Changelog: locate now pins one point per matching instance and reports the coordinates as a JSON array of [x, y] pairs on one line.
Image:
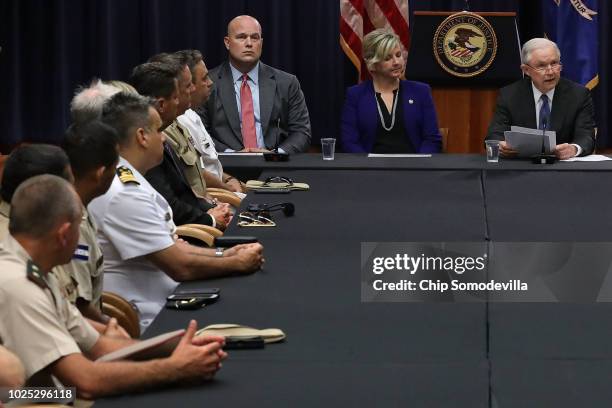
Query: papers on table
[[398, 155], [593, 157], [238, 154], [528, 142], [135, 348]]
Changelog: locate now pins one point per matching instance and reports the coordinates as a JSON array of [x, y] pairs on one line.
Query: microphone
[[543, 157], [545, 123]]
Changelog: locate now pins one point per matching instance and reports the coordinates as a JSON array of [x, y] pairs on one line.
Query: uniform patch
[[35, 275], [126, 176]]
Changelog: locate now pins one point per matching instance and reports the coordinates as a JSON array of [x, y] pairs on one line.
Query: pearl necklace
[[382, 119]]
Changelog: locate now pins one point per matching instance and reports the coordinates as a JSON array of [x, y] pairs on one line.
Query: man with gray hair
[[543, 100], [47, 333], [87, 103], [142, 260]]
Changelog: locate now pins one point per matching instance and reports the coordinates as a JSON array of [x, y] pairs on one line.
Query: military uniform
[[182, 143], [5, 211], [133, 221], [85, 269], [209, 160], [36, 322]]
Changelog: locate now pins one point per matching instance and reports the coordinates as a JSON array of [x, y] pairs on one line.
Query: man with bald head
[[254, 107]]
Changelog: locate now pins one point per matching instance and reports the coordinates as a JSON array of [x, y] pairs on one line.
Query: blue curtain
[[49, 47]]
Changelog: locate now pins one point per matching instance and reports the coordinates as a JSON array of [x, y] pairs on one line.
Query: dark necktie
[[544, 113], [249, 136]]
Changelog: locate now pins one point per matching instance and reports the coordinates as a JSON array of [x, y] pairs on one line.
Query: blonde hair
[[377, 45]]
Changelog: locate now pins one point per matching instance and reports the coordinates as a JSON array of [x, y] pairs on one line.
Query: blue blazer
[[360, 118]]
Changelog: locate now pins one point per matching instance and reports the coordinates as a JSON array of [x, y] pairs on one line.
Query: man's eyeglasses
[[255, 219], [555, 66]]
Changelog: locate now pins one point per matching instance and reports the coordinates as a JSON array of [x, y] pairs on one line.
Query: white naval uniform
[[134, 220]]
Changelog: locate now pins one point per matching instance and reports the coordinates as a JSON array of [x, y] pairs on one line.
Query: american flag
[[359, 17]]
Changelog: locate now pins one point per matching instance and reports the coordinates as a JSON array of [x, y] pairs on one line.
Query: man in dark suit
[[544, 100], [254, 107]]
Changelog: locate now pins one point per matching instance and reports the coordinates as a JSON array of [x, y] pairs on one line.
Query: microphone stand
[[543, 157]]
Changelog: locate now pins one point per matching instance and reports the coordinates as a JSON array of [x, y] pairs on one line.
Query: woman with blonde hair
[[388, 114]]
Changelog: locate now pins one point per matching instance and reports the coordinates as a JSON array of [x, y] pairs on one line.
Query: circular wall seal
[[465, 44]]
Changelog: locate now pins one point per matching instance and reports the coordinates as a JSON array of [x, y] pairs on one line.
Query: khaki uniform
[[36, 322], [183, 145], [209, 159], [85, 269], [5, 211]]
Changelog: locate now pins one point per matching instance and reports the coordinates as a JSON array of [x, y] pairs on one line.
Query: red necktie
[[249, 136]]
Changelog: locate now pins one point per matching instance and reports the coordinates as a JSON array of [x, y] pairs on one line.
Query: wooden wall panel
[[466, 112]]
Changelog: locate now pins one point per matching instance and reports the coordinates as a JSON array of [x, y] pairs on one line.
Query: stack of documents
[[528, 142]]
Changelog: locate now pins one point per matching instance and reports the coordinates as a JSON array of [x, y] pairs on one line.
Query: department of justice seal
[[465, 44]]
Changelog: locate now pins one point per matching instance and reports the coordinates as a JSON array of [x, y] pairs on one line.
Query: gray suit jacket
[[284, 116], [571, 115]]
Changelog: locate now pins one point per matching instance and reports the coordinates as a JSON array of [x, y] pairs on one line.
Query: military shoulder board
[[35, 275], [126, 176]]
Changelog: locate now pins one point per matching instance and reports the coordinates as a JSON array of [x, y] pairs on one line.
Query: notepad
[[528, 142]]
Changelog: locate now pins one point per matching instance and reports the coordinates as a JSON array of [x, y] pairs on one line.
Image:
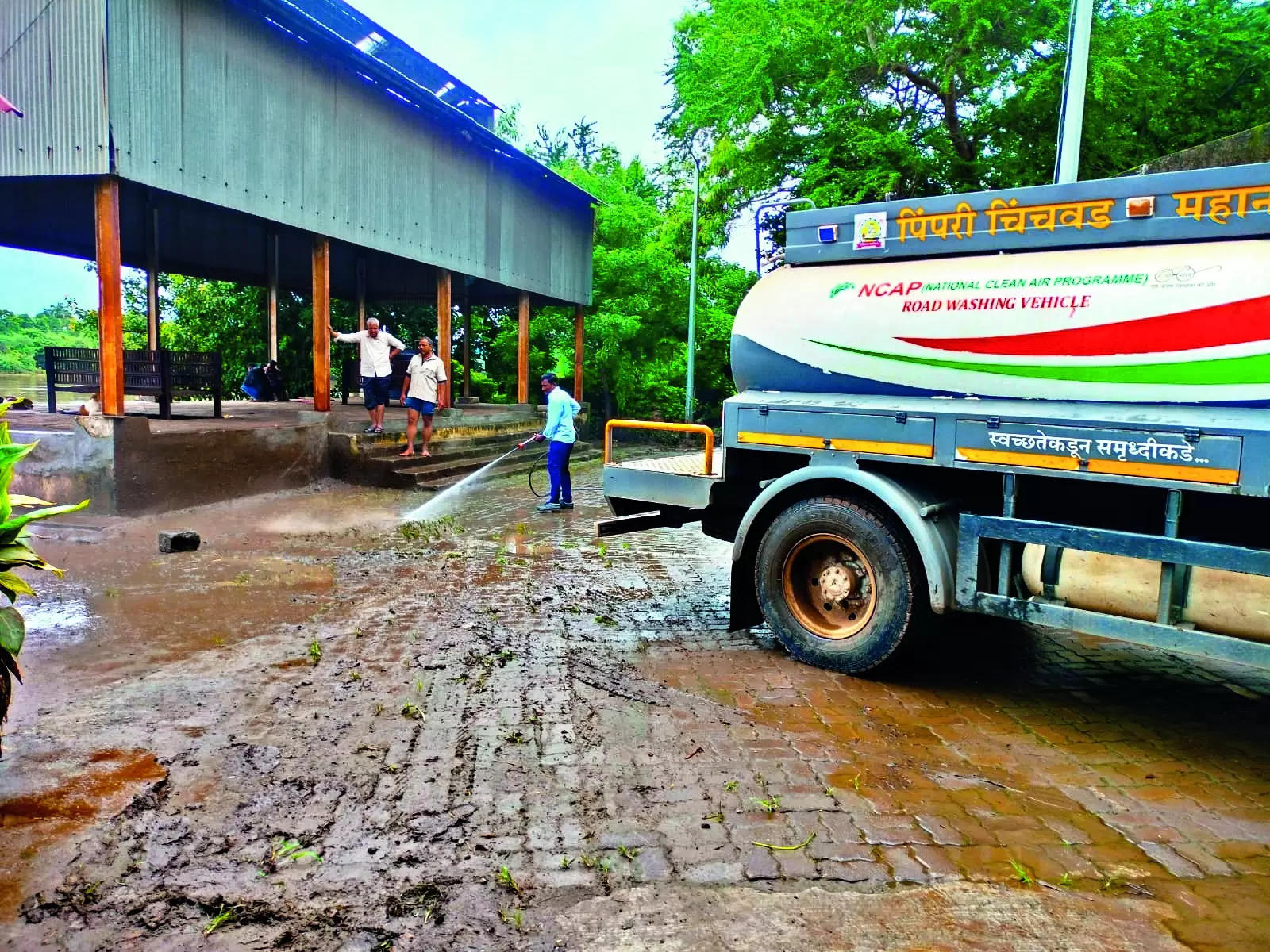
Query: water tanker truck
[[1048, 404]]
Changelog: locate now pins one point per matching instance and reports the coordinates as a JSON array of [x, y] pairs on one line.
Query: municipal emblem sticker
[[870, 232]]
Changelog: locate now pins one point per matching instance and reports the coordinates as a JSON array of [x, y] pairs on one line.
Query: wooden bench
[[159, 374], [351, 376]]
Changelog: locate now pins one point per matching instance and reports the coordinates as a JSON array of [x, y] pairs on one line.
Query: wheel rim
[[829, 585]]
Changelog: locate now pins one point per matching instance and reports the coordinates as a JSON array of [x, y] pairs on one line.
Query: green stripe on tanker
[[1218, 371], [1180, 323]]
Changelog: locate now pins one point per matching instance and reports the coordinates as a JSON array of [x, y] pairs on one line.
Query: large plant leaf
[[8, 664], [12, 452], [10, 530], [13, 585], [25, 501], [16, 554], [13, 631]]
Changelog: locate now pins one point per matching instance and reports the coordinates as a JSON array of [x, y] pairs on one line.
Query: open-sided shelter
[[291, 144]]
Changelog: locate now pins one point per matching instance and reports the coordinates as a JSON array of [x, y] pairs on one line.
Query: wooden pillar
[[271, 254], [321, 324], [522, 352], [444, 315], [578, 340], [110, 313], [468, 346], [361, 294], [152, 278]]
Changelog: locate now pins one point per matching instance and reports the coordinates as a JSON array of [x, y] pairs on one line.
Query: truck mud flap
[[657, 520]]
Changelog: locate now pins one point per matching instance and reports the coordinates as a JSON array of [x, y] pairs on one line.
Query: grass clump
[[1022, 873], [224, 916], [772, 805]]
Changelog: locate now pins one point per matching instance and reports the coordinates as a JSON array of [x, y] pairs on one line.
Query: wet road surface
[[505, 691]]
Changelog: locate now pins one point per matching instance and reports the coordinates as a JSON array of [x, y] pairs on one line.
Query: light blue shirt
[[562, 409]]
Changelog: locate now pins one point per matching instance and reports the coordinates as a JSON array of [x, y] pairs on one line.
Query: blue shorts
[[422, 406], [375, 391]]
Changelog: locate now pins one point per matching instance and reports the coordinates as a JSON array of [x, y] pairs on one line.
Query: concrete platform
[[139, 463], [197, 416]]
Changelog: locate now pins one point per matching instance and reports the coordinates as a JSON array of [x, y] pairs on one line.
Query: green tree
[[23, 338], [845, 103]]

PROBLEM REQUIREMENTS: Write out the data word for word, with every picture dropped.

EXERCISE SOLUTION:
Changelog: locate now pins one point per matching instance and reports the coordinates as a JSON array of [x, y] pairs on one line.
Image:
Query: papers on table
[[398, 155], [593, 157], [238, 154], [528, 142], [135, 348]]
Changelog: locate now pins one point per matching instance and reports the coordinates as a JSON array of [x, y] pairs on one line.
Query: microphone
[[543, 157], [545, 123]]
Changelog: locate now pins one point per matching instance and reports the coordinates as a JSON array of [x, y] pairs on one line.
Query: uniform patch
[[35, 275], [126, 176]]
Changelog: locate now pins one point per matching instance and reports the coordinates as a JSON array of [x, y] pairs on one line.
Query: pearl necklace
[[382, 119]]
Changelog: locate now pins one point per matching instance and reports the coordinates as a JSON array of [x, y] pairs on one line.
Query: man with gray hair
[[543, 100], [47, 333], [87, 103], [142, 260]]
Changelog: locate now pins one point per matching instance and reports the coordinates as a JSON array of [x, y] pairs on one line.
Query: military uniform
[[182, 143], [5, 211], [133, 221], [85, 269], [209, 160], [36, 322]]
Changelog: locate now pins one point per matching instance and reports the coordinates as a JSON array of [x, y] pairs on one line.
Query: man with bald head
[[254, 107]]
Changelog: locate now pins one point per matching instance and reports the coordinates as a JSON array of [x, y] pairs on one line.
Query: blue curtain
[[49, 47]]
Changelog: locate now pins one point per matching instance and reports the coordinates as a JSON array of [x, y] pairs on one line.
Query: dark necktie
[[544, 113], [249, 136]]
Changelog: locate now pins one point per matching instance and reports the coordinates as a JSON array of [x, y] pairs on one line.
Query: blonde hair
[[377, 45]]
Changelog: locate now pins one point per matching instance and reports the coordinates as a JSON array of [x, y] pairs on one line.
Query: blue blazer
[[360, 118]]
Changelog: locate now pins one point per matching instance and reports the coordinates as a JSON array of [x, y] pairs on one line.
Query: man's eyeglasses
[[255, 219], [555, 66]]
Changelog: locate now pins one point per matching instance and reports the coordinates as a JSON array of [x, y] pairs on one line.
Query: white naval uniform
[[134, 220]]
Changelog: locate now pins one point per matching instance and reports the coordinates as a JSON array of [x, y] pairs on one line.
Query: american flag
[[359, 17]]
Changelog: locate now pins one point per matching instance and reports the coordinates as a JSON array of [x, y] pairs on one line.
Query: man in dark suit
[[544, 100], [254, 107]]
Changelog: locate now pins one point per matching instance and reports the coordinates as a JSON array of [x, y] pairs on one line.
Query: microphone stand
[[543, 157]]
Changelog: locate now pins one point per matching instance and reports the coordinates as a JSON array of [x, y] pairs on one line.
Query: woman with blonde hair
[[388, 114]]
Changelog: locate now pins one point per matching instance and reports the coordinates as a JSON array of [x, y] pairs on one line.
Query: circular wall seal
[[465, 44]]
Changelog: locate now pins one point per matching instance and reports the coordinates as a JSON array of [x, y] pairs on one line.
Query: khaki uniform
[[36, 322], [183, 145], [209, 159], [85, 269], [5, 211]]
Changelog: locate now pins one point per matching instance and reports the coordinates as a JSON array of [x, y] pairs on one line.
Query: red necktie
[[249, 136]]
Changelog: locate now pins one point per matching instance and reports the coordinates as a JSON array of [x, y] pairs on one line.
Query: wooden wall panel
[[466, 112]]
Changelog: locate now pins one point per matching instance and reports the coordinates as a JSON array of [x, y] pairs on one line.
Query: stack of documents
[[528, 142]]
Changelog: locate now pins one point per matching instance and reports the coordinates as a JSON array of [x, y] pairs on one line.
Query: department of justice seal
[[465, 44]]
Changelog: locate now pins one point per matching instance and reports the coordinates as a JSON array of [x, y] pairs on one line.
Query: gray suit jacket
[[284, 116], [571, 115]]
Changelog: locate now pins one point per matching instance and reports the coordinates as a JSON array of [x, y] pairs on one line.
Query: military shoulder board
[[35, 275], [126, 176]]
Changelog: locate now pins one point per matching instance and reports the coordinates as a JSON array of [x, y] pairs on one line.
Query: notepad
[[528, 142]]
Changelog: locate now pins one point per matching instance and reports the coordinates as a JSON array of [x, y] pairs on one line.
Image:
Query: water tanker truck
[[1048, 404]]
Changelog: locate now pins one point per matching instance and reports the coordinates as a JSON array of [x, y] pairs on one line.
Query: municipal emblem sticker
[[870, 232]]
Changelog: locate now pins one point per matching instance and reports the coordinates as a JSON array of [x, y] pairs on one line.
Query: wooden bench
[[159, 374], [351, 376]]
Changelog: locate now pins one point per matching instance and reports the coordinates as a JSON array of [x, y] pairs on one line.
Query: wheel rim
[[829, 585]]
Changelog: locate now pins one point per matching instance and reports the coordinates as a JSON array of [x, y] pairs on one line.
Query: green stripe on tanker
[[1218, 371], [1180, 323]]
Changelog: locate now pins one point per matching instance and reports the coordinates as a JSON array of [x, y] pairs on one line.
Query: large plant leaf
[[8, 664], [12, 452], [10, 530], [13, 585], [25, 501], [16, 554], [13, 631]]
Changelog: locate now pins one point per matching instance and reports the coordinates as a JSON array of [x, y] pairs on one line.
Query: open-sided shelter
[[291, 144]]
Changelog: locate now pins one point per matching instance and reports the coordinates as a JSON array of [x, y] pairs on one line.
Query: wooden pillar
[[271, 254], [321, 324], [522, 352], [444, 315], [578, 340], [110, 313], [468, 346], [361, 294], [152, 278]]
Changelog: locate now pins one point per matching instance and reports the coordinates as a JSON array of [x, y] pairs on one line.
Query: truck mud flap
[[657, 520]]
Changelog: locate now pins one point per matching instance and reports the coordinates as a JSON array of [x, y] pairs on one line.
Query: grass clump
[[1022, 873], [224, 916], [772, 805]]
Changelog: locate now pins one point per matching instance and reports the coordinates as a JSON array of [x, y] pairs on one line.
Query: wet road surface
[[505, 691]]
Changelog: locate now pins one point per matching instance and reports the coordinates as a JSON array of [x, y] pairs on one line.
Query: light blue shirt
[[562, 409]]
Changelog: locate now pins one point per matching instance and reports the coordinates as a JSON array of [x, y] pairs on one line.
Query: blue shorts
[[422, 406], [375, 391]]
Changelog: locate now pins one point per matching instance and reports the coordinates as a JSON array of [x, y] pairs on one line.
Query: concrete platform
[[139, 463], [197, 416]]
Changelog: locate now pins one point per matching instance and reports the coordinates as a JSON array of [x, y] pairs on one line.
Query: green tree
[[23, 338], [845, 103]]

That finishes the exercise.